Dataset items:
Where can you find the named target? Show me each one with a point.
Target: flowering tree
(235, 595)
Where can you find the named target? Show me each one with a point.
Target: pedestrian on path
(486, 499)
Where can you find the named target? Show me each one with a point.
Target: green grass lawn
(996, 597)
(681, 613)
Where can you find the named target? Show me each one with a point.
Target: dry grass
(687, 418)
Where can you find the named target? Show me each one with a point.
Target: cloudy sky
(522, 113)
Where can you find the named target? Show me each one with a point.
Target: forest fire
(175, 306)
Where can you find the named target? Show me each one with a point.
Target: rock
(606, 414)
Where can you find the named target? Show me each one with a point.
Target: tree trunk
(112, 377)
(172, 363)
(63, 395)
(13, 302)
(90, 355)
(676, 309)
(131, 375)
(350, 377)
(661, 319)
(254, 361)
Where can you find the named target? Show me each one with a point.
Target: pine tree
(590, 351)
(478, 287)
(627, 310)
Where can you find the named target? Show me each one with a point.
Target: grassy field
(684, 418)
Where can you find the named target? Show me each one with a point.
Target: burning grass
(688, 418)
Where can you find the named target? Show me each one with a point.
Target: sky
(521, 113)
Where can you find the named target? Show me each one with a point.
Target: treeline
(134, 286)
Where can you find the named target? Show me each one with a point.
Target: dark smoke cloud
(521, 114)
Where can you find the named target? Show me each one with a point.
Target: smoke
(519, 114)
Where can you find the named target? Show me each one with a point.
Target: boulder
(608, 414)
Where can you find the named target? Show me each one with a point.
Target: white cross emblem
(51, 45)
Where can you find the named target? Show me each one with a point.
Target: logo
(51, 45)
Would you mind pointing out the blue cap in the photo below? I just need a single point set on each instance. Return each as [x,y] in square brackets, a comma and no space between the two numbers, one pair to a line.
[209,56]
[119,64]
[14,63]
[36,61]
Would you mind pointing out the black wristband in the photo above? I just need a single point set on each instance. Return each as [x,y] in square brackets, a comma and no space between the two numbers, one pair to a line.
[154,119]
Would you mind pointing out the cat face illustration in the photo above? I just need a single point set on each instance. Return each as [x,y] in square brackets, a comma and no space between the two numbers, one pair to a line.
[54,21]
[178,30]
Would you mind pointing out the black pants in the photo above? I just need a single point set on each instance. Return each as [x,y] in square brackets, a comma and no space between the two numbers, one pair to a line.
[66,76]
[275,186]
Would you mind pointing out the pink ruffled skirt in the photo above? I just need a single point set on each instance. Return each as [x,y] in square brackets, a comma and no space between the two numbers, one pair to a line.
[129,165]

(What you need to do) Give back every line of the data above exactly as written.

(Reply to the exercise)
Where can you find the named target? Show me each one with a point.
Target: flowering tree
(235, 595)
Where can you find the named target? Show me each one with a point.
Target: pedestrian on path
(486, 499)
Where can you find the named target? Show me each one with a point.
Target: green grass lawn
(996, 597)
(681, 613)
Where can you find the named target? Show me each one with a point.
Target: dry grass
(687, 418)
Where can you find the named target? Show me each one with a point.
Target: cloudy sky
(522, 113)
Where can you find the named target? Show me each one with a point.
Target: forest fire
(175, 306)
Where can you find the named target? Show me each one with a point.
Target: rock
(606, 414)
Where can you find the named target? Show me each one with a point.
Target: tree trunk
(112, 377)
(172, 363)
(63, 395)
(13, 302)
(90, 355)
(676, 309)
(131, 375)
(350, 377)
(661, 319)
(254, 361)
Where can you find the named target? Show me each one with a point.
Target: pine tree
(590, 351)
(478, 287)
(627, 310)
Where can you find the named target? Show me each one with a point.
Target: grassy field
(684, 418)
Where can you find the named target? Show me each one with a point.
Target: burning grass
(688, 418)
Where can you find the named target? Show me each one with a point.
Target: sky
(521, 113)
Where can you find the named target? Show me each one with a point.
Target: treeline
(134, 286)
Where can you find the named target? Show me each one with a point.
Target: dark smoke cloud
(521, 114)
Where can you find the named target? Show me each one with a point.
Target: smoke
(519, 114)
Where can you find the named target? Show me each one with a point.
Target: boulder
(608, 414)
Where can you find the named target? Show me each one with a point.
Target: white cross emblem
(51, 45)
Where can you find the named target? Show me each one with a point.
Target: logo
(51, 45)
Would you mind pointing out the blue cap in the photo below? I just need a single point set on each instance. Return each as [x,y] in square brackets, a comma and no space between the two numbers, one pair to a line.
[209,56]
[119,64]
[14,63]
[36,61]
Would you mind pointing out the black wristband in the photo above? I just need a single point set on each instance. Return each as [x,y] in square brackets, a comma and no space between the two numbers, one pair to a line.
[154,119]
Would you mind pointing out the cat face illustration in the photo above? I just need a single point set on each instance. Return each as [x,y] in square brackets, a comma and no space between the two numbers, one pair to a line.
[54,21]
[178,30]
Would you mind pointing out the black pants in the photo above? I just need a single point set on each instance. Return each as [x,y] in square brackets, a comma and no space between the two numbers, one pair to a line.
[66,76]
[275,186]
Would you mind pointing out the pink ruffled skirt in the photo above? I just need a single point set on each instance. Return each as [x,y] in square brackets, a comma and no space between the two numbers, one pair to a line.
[129,165]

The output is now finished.